Supplied passage |
- - - - - - -
A press box which usually attracts eight journalists to Third Division games, and with a capacity of 15, was too small to cope with demand when the world's most expensive fooballer actually got down to the business of kicking a ball.

Some 200 of us had been drawn to St James' Park on Tuesday, from as far afield as Tunisia and Russia, just to see Alan Shearer and to hear from his own lips that, yes, he was coming home to Tyneside. Such was the late rush to be at Lincoln City's humble but homely ground, Newcastle's morning newspaper, the Journal, and the man from the Shields Gazette who had broken the town's pounds 15m transfer story while covering Newcastle's tour of the Far East were informed that there was no room at the inn.

They were rescued when Freddie Shepherd, a member of the Newcastle board, arrived with two directors' box tickets which had been booked for the absent Sir John Hall.

Others were not so fortunate. There were 2,000 Geordies in the 10,069 sell-out crowd but another ticketless 2,000 outside who had stopped off en route to Wembley for Sunday's Charity Shield - presumably so they could say that they were there too, if not exactly in a position to see the great man in action.

Some considered themselves fortunate to buy tickets at four times face value. Others, having at least seen their new hero step off the team bus, repaired to the nearest hostelries which had been stocked in readiness with extra supplies of brown ale.

John Beck feared he might be joining them, to drown his sorrows, before the night was out. His Lincoln team, assembled at a cost of pounds 220,000, finished sixth from the foot of the Football League last season and he told the local paper yesterday he might start the potential mismatch with three goalkeepers. Just one proved sufficient, as the Imps restricted Newcastle's winning margin to 2-0.
- - - - - - -
Extracted records |
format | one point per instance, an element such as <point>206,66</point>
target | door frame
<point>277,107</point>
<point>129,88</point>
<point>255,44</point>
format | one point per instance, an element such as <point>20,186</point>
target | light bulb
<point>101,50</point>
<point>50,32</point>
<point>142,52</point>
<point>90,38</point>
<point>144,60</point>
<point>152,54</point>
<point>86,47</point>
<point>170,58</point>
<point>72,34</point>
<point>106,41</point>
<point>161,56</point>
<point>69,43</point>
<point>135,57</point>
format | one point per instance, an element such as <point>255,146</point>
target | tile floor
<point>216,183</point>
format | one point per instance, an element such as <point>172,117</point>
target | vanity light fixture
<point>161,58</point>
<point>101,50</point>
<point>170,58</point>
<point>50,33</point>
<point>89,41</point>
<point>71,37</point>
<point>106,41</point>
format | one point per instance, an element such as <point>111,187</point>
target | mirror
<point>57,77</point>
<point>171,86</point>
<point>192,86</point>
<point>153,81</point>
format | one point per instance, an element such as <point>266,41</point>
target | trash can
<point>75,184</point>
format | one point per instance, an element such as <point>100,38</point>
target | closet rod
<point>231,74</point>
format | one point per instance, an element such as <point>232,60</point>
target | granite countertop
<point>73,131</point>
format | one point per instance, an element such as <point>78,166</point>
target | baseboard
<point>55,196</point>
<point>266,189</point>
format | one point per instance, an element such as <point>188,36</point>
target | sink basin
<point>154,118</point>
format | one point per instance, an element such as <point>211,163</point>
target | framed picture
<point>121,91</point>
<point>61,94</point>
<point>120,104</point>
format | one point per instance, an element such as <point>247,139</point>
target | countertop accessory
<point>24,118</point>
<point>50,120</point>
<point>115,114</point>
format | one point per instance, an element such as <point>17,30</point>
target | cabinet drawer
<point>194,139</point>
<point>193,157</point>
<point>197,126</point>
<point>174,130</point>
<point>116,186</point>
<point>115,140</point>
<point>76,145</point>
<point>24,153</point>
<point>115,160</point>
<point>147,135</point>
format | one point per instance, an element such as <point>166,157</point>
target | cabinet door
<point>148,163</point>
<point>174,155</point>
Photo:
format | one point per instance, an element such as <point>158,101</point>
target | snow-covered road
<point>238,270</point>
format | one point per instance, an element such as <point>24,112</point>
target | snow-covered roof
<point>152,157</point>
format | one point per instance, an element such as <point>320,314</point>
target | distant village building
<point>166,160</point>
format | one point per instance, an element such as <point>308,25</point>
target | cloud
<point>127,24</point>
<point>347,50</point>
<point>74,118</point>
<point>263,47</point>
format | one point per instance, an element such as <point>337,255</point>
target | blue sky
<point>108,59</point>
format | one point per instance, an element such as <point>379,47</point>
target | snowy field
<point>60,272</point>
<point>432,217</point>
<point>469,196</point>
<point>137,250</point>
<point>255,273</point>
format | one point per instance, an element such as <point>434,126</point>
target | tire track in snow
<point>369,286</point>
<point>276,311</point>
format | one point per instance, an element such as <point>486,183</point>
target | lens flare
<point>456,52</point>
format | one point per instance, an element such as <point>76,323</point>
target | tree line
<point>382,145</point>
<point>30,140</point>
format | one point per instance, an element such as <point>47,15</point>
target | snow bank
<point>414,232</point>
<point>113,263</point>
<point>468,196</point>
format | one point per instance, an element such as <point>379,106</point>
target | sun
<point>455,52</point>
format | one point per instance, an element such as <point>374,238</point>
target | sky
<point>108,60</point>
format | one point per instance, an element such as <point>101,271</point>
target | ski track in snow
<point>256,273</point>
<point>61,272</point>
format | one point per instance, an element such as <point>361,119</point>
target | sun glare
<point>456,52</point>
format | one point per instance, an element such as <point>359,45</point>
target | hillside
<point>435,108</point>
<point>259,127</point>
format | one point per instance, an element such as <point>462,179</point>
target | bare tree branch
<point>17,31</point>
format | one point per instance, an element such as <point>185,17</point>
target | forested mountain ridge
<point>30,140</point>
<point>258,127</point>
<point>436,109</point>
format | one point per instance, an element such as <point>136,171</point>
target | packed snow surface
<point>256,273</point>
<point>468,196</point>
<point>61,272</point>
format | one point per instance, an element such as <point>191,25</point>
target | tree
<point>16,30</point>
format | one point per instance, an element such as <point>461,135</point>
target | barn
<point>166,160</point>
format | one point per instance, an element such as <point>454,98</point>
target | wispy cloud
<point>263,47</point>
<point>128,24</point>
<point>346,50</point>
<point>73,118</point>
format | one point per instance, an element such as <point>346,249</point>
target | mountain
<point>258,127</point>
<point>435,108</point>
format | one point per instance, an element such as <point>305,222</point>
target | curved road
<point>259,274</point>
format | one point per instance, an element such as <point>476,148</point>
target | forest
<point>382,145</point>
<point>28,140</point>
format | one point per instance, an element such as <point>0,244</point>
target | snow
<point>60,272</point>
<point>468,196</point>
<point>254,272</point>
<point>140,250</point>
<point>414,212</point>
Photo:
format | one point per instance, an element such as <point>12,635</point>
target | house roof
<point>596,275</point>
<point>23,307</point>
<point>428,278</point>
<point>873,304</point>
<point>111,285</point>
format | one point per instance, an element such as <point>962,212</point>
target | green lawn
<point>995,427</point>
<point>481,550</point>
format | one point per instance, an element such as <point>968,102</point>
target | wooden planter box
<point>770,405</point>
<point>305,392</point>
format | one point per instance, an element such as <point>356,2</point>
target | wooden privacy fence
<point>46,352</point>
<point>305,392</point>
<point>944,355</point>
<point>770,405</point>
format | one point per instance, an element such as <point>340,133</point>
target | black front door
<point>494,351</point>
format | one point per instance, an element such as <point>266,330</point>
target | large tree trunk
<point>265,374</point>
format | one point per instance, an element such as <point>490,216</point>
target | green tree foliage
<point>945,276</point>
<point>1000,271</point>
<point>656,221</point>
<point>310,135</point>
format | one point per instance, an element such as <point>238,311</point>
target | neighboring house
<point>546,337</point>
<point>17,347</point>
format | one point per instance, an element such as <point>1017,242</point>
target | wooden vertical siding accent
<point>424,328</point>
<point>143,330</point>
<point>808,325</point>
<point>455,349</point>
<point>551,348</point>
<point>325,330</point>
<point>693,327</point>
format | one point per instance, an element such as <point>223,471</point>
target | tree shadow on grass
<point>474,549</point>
- - - - - - -
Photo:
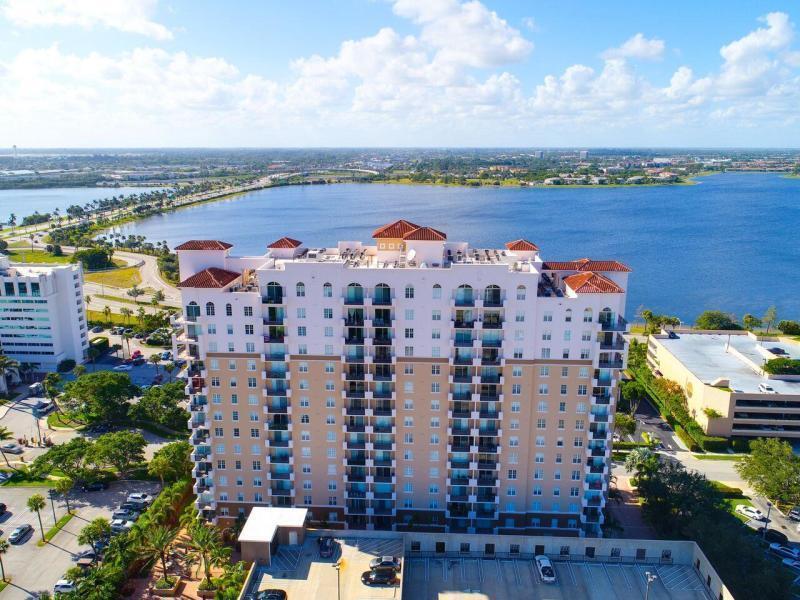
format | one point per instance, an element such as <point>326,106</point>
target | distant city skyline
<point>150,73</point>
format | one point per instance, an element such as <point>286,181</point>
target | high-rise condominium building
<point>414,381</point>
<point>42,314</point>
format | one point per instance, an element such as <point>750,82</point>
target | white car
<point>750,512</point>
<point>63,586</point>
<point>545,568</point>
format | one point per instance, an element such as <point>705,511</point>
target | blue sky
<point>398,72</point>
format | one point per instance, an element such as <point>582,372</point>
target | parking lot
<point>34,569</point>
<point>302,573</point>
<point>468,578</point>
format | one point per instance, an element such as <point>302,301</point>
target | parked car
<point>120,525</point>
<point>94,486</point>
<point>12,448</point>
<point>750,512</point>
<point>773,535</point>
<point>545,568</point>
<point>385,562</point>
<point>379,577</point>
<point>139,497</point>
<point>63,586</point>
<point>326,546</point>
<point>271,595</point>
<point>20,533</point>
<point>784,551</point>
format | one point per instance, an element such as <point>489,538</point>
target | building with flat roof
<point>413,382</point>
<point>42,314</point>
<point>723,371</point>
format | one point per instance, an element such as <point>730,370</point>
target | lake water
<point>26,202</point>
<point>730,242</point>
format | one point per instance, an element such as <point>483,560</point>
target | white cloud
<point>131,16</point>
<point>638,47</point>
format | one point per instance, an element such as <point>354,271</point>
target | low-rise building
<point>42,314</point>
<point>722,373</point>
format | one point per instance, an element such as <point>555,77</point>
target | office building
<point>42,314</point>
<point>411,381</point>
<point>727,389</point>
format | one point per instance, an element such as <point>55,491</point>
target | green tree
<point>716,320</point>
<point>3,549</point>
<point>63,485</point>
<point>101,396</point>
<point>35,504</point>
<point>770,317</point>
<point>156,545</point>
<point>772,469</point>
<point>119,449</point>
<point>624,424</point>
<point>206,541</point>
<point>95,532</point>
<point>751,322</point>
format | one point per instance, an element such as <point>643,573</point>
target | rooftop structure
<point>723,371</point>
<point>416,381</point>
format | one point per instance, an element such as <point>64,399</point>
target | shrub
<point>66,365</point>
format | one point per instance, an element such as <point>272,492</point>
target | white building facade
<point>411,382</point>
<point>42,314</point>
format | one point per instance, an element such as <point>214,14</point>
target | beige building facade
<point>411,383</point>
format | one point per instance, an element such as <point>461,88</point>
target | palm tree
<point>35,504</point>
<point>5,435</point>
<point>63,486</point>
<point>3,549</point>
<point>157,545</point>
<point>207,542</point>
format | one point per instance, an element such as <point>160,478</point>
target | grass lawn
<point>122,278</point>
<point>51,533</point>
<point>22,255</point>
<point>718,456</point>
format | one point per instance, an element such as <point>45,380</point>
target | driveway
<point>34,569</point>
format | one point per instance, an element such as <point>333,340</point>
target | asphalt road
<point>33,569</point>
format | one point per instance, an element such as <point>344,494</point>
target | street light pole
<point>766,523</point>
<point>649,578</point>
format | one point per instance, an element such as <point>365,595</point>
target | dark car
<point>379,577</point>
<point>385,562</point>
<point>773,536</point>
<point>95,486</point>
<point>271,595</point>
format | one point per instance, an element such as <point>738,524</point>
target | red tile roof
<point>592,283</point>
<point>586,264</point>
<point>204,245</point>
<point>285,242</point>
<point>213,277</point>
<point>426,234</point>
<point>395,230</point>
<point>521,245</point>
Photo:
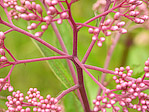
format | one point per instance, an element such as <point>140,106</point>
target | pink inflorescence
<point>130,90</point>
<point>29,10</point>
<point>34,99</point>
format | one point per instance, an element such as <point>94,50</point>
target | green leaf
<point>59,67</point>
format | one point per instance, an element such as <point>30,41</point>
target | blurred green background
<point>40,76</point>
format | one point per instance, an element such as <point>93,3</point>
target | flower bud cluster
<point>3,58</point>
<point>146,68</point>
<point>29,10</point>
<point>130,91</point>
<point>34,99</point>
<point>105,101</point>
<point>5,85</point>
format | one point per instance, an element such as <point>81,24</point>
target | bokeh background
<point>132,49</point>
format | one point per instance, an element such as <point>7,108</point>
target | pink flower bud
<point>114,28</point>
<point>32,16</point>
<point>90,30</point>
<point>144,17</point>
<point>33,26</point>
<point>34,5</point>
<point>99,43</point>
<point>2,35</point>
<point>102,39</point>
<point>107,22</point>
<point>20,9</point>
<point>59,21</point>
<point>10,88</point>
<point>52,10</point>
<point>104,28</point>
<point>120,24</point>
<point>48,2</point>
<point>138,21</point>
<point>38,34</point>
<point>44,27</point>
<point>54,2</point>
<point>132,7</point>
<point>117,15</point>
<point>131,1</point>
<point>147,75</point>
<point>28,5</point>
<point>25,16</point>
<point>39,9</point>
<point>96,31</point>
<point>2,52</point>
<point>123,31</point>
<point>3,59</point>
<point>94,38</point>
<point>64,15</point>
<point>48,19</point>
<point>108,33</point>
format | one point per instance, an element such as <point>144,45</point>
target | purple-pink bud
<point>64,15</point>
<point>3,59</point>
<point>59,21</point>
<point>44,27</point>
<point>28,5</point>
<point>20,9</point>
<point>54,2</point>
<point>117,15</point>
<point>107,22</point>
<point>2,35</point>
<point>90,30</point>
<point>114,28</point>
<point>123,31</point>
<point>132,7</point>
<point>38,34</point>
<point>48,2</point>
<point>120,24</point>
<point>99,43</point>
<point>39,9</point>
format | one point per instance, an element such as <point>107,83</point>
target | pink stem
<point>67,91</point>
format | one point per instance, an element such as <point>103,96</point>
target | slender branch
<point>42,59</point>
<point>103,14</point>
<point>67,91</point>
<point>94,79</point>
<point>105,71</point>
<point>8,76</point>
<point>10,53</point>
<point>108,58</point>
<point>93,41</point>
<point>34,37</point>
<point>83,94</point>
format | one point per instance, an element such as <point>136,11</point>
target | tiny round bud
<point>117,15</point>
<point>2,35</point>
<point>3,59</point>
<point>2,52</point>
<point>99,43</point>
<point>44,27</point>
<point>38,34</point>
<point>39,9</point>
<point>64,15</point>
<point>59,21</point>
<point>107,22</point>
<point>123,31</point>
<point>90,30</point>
- - - - - - -
Parts of the exercise |
A) Reproduce the passage about Alan Shearer's appearance at Lincoln from the words "Some 200 of" up to and including the words "at the inn.", matching it word for word.
B) Carry on the report of Alan Shearer's appearance at Lincoln City from the point where it stops.

Answers |
A)
Some 200 of us had been drawn to St James' Park on Tuesday, from as far afield as Tunisia and Russia, just to see Alan Shearer and to hear from his own lips that, yes, he was coming home to Tyneside. Such was the late rush to be at Lincoln City's humble but homely ground, Newcastle's morning newspaper, the Journal, and the man from the Shields Gazette who had broken the town's pounds 15m transfer story while covering Newcastle's tour of the Far East were informed that there was no room at the inn.

B)
Minus the Les Ferdinand, who was out with flu, Shearer took 18 minutes to fire his first shot for Newcastle. It was saved comfortably by Barry Richardson. Before half-time, however, the Lincoln goalkeeper, was beaten by his former colleague from the Cramlington juniors side of 1984. A handling offence gave Shearer the chance to score from the penalty spot.

As the ball hit the net, Paul Palmer applauded. When Lincoln's most celebrated sporting son had been presented to the crowd before kick-off Shearer broke from his warm-up to acknowledge the Olympic silver-medallist. "What is it about the Newcastle No 9 shirt," the swimmer asked his mates in the stand. The fact that Newcastle have had to hire someone to deal with Shearer's mountain of mail was part of the answer.

The second goal came from Philippe Albert, but for the watching hordes it was the scorer of the first, who completed the full 90 minutes, who remained the focus of attention.